◆ TEXTAUSSCHNITT
# keine nachprüfung in bw?



## Scarone (23. November 2006)

hi,
ich bin leider durch die prüfung gerasselt und wollte mal bei euch nachfragen ob es in bw wirklich keine nachprüfung gibt? irgendwie kann ich mir das nicht vorstellen....


----------



## Zanderfänger (24. November 2006)

*AW: keine nachprüfung in bw?*

Prüfungsgebühr 15,34 € beim Landratsamt 

http://www.vfg-bw.org/seite9.htm


----------



## Klaus S. (24. November 2006)

*AW: keine nachprüfung in bw?*



Zanderfänger schrieb:


> Prüfungsgebühr 15,34 € beim Landratsamt
> 
> http://www.vfg-bw.org/seite9.htm



Und wo steht dort was von Nachprüfung??


----------



## Zanderfänger (24. November 2006)

*AW: keine nachprüfung in bw?*



Klaus S. schrieb:


> Und wo steht dort was von Nachprüfung??


Da ruft oder schreibt man einfach mal  kurz dort an und macht ohne zu kritisieren die Gosche auf... #d

Auf der Seite kann man "sehen" wie hilfreich die allgemein sind, selbst wenn es um verlorene Prüfungszeugnisse etc. geht. #h


----------



## Baddy89 (24. November 2006)

*AW: keine nachprüfung in bw?*

Bei uns in Rheinland-Pfalz ist keine Nachprüfung möglich. Man(n) muss,will man es nochmal probieren, ein halbes Jahr warten und den nächsten Termin wahrnehmen.

Naja, ist bei mir zum Glück nicht gewesen und dir kann ich raten, hau rein, dass packst du schon : ) Es gibt kein geileres Hobby


----------



## Scarone (24. November 2006)

*AW: keine nachprüfung in bw?*

bei uns in bw ist halt das problem das nur 1 MAL !!! im jahr prüfung ist! d.h. ich darf es mitte november 2007 nochmal probieren #d


----------



## rob675 (24. November 2006)

*AW: keine nachprüfung in bw?*

Servus,
bei uns in Hessen mußt du sogar den ganzen Theoriekurs nochmal besuchen und darfst erst dann ein zweites mal zur Prüfung. Der Hammer oder?
Zum Glück hats bei mir auf Anhieb geklappt.

Dir dann viel Erfolg bei der Prüfung!

Gruß
Rob


----------



## Scarone (24. November 2006)

*AW: keine nachprüfung in bw?*

wow, den sch*** kurs muss ich jetzt gottseidank nichtmehr machen. den braucht man bei uns nur 1 mal.

naja dann wird 2007 eben mein 14 jahr schwarzangeln in folge :q


----------



## Baddy89 (24. November 2006)

*AW: keine nachprüfung in bw?*

Pssssst 
Wie alt bist du momentan ??

Also bei uns in Rheinland-Pfalz muss man auch nicht mehr zum Kurs, aber es gab das nette Angebot (Vereinsabhängig!), dass man, wenn man bereits einmal bezahlt hat, den nächsten Kurs nochmal gratis besuchen kann, um sein Wissen aufzufrischen.

◆ VORGEGEBENE DATEN
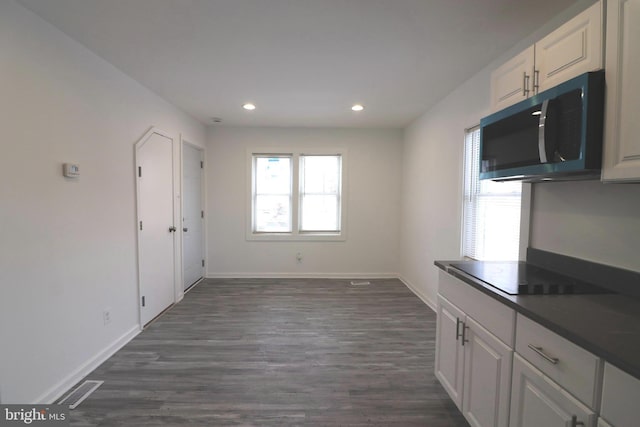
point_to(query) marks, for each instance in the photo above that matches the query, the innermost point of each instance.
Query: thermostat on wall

◆ AUFGABEN
1 – Wie hoch ist laut Textausschnitt die Prüfungsgebühr beim Landratsamt?
2 – Gib bitte den Textausschnitt beginnend mit "## rob675 (24." und weiter bis "bei der Prüfung!" wieder und tausche dabei "Hessen" gegen "Bayern" aus.
Die Auflistung ist eigenständiges Material und gehört nicht zum Textausschnitt.

◆ LÖSUNGEN
1 – 15,34 €

2 –
## rob675 (24. November 2006)

*AW: keine nachprüfung in bw?*

Servus,
bei uns in Bayern mußt du sogar den ganzen Theoriekurs nochmal besuchen und darfst erst dann ein zweites mal zur Prüfung. Der Hammer oder?
Zum Glück hats bei mir auf Anhieb geklappt.

Dir dann viel Erfolg bei der Prüfung!